=== Direction ===
Please reproduce the entries from the line containing "Greenhouse-scouting request: tag the white" through the end of the entries, substituting "scouting log" for every "grower's notes" and leaving everything else unchanged.

=== Data rows ===
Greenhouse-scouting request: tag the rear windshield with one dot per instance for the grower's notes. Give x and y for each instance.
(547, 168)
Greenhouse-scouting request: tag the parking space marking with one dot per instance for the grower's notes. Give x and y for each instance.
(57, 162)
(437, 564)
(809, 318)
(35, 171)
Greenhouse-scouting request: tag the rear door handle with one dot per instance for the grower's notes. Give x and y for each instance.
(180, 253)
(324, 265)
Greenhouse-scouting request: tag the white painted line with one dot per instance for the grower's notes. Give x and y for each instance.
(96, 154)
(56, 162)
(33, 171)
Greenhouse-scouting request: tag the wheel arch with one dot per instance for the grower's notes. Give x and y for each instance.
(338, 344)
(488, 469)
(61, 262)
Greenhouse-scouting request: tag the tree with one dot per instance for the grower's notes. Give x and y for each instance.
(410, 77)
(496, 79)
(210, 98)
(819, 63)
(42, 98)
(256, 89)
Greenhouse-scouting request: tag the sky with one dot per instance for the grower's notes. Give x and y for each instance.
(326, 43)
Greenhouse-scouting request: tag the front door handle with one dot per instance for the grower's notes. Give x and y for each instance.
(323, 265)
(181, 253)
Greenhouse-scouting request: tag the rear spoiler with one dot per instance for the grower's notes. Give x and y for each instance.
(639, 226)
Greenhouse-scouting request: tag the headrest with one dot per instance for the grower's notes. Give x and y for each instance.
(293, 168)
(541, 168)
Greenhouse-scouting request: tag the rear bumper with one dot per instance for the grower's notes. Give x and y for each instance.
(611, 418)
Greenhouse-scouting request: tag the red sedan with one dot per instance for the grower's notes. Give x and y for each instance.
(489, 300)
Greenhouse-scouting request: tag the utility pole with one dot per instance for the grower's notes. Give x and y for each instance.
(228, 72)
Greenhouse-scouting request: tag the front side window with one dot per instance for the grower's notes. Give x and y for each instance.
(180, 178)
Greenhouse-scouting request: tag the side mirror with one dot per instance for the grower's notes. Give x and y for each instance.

=== Correct response ===
Greenhouse-scouting request: tag the white painted line with one dot per instance for the scouting log. Give x and y for each instance.
(96, 154)
(56, 162)
(33, 171)
Greenhouse-scouting request: tag the wheel arch with one dot per instance for the scouting log. Give x and y for each instance.
(338, 344)
(488, 469)
(61, 262)
Greenhouse-scouting request: tag the tree with one dot per instance for the scouting log. Give x and y for each instance.
(410, 77)
(496, 79)
(210, 98)
(819, 63)
(42, 98)
(256, 89)
Greenhouse-scouting request: tag the sky with one dot per instance for the scouting log. Give x and y for each instance.
(326, 43)
Greenhouse-scouting request: tag the front door handle with one dot per instance for the scouting log. Give x and y for each instance.
(323, 265)
(181, 253)
Greenhouse-scouting request: tag the rear spoiler with one dot per instance for the scouting log. Give x and y for each instance.
(639, 226)
Greenhouse-scouting request: tag the headrest with one dot per instance for the scouting log. Give x and y for each instance.
(293, 168)
(541, 168)
Greenhouse-scouting request: tag the rear bumper with one dot per instance for the scouting log. Give x and y for each instance.
(611, 418)
Greenhouse-scouting request: tag the red sedan with one dot per instance for the scouting log. Give x and y for each instance.
(489, 300)
Greenhouse-scouting request: tag the utility pole with one dot per instance for the scouting log. Give x and y for each instance.
(228, 72)
Greenhouse-scouting request: tag the front side window with one dot per instance for the scouting log. Give x and y for each instance.
(180, 178)
Greenhouse-scouting request: tag the side mirror with one dot per instance for the scouting log. Give x and y for each instance.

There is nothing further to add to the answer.